▶ Material supplied:
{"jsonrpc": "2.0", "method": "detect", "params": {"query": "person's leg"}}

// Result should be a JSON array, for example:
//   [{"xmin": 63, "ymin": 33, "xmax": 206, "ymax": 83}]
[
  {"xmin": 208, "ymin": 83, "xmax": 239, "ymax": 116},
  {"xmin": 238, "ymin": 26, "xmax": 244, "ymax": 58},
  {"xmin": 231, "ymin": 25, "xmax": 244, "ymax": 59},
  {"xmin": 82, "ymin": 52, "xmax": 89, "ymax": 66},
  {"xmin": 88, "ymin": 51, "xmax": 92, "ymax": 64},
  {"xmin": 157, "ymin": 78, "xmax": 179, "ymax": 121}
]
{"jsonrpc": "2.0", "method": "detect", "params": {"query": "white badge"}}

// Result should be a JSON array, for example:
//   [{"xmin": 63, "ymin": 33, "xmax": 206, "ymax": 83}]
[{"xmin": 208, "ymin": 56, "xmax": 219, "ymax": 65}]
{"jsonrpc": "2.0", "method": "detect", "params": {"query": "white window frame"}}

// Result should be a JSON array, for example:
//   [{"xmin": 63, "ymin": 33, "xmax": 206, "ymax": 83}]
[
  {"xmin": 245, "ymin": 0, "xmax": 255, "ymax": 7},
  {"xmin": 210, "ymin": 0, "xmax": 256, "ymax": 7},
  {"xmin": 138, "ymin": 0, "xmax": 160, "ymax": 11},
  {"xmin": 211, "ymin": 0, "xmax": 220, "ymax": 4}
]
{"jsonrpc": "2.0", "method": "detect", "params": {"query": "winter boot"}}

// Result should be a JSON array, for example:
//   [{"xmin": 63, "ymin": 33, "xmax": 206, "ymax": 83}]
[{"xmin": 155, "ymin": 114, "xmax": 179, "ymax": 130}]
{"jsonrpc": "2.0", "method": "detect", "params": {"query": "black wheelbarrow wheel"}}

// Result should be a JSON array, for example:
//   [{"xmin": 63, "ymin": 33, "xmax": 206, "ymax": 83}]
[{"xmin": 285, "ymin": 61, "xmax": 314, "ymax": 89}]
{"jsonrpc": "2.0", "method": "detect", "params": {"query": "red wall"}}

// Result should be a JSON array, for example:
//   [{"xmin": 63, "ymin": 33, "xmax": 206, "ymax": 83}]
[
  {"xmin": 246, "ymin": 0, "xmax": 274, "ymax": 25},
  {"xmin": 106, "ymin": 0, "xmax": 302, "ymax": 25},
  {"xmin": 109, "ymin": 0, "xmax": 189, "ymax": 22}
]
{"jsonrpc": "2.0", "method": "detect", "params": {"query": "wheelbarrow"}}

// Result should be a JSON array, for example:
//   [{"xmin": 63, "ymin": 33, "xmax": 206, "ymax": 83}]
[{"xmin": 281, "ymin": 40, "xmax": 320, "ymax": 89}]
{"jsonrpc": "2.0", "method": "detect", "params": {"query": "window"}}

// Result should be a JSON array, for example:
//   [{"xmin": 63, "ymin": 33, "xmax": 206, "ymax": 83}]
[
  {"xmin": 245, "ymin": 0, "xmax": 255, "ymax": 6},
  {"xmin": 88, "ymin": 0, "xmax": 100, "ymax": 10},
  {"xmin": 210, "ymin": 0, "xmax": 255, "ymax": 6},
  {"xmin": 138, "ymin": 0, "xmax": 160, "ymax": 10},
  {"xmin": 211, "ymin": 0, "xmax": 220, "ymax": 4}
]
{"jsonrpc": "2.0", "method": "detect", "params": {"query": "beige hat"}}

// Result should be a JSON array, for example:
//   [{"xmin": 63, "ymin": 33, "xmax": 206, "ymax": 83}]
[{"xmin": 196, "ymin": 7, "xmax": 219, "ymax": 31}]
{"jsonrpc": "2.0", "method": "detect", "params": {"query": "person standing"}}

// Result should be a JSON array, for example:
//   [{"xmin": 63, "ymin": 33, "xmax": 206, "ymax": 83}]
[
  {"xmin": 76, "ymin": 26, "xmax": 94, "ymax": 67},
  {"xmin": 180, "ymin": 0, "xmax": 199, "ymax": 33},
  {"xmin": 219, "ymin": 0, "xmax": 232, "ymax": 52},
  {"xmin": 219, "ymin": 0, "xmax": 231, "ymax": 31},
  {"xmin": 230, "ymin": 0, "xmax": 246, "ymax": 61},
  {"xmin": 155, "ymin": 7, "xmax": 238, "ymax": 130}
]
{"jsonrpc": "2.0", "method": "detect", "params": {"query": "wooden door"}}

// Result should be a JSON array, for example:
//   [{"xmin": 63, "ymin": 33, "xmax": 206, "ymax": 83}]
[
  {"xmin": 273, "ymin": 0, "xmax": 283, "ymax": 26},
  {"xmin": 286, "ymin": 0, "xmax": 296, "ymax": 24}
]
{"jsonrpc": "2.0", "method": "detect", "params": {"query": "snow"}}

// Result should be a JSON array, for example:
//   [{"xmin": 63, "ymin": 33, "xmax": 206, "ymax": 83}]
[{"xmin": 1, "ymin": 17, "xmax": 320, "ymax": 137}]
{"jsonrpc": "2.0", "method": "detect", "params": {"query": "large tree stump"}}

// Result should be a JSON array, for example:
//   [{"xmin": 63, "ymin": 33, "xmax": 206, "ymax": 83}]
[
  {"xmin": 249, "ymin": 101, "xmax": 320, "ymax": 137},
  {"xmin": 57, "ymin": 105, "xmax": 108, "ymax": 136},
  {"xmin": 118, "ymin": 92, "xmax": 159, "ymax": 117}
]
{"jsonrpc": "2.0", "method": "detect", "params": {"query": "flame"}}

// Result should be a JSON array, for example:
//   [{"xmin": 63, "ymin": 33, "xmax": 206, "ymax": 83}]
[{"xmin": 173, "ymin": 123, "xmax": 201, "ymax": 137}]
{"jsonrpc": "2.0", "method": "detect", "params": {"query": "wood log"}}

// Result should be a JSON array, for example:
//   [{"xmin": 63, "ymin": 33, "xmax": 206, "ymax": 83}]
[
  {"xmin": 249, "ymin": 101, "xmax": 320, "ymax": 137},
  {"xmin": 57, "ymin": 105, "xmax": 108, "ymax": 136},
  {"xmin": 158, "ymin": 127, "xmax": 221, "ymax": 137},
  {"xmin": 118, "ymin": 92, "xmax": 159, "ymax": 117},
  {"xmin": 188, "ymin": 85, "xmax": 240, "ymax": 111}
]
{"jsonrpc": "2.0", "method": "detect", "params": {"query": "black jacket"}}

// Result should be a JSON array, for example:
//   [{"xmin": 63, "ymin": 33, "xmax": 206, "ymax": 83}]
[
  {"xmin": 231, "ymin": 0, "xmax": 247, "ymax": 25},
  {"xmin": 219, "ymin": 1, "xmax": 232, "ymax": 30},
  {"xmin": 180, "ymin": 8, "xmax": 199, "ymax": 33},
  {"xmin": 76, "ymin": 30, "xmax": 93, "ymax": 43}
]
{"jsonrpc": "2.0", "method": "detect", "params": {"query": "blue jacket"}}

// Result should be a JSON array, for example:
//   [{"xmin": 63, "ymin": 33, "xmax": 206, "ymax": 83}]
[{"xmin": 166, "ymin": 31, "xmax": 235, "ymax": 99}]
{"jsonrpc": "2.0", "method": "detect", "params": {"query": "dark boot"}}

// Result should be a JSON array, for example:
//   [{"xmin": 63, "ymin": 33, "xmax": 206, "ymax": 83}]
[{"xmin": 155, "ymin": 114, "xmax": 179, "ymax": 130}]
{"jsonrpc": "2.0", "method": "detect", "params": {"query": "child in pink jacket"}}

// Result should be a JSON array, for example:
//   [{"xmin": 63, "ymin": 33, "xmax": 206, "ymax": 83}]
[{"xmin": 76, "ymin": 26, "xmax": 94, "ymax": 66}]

▶ Task: Copy out every line of the material above that contains the string "white".

▶ Problem solution:
{"jsonrpc": "2.0", "method": "detect", "params": {"query": "white badge"}}
{"jsonrpc": "2.0", "method": "detect", "params": {"query": "white window frame"}}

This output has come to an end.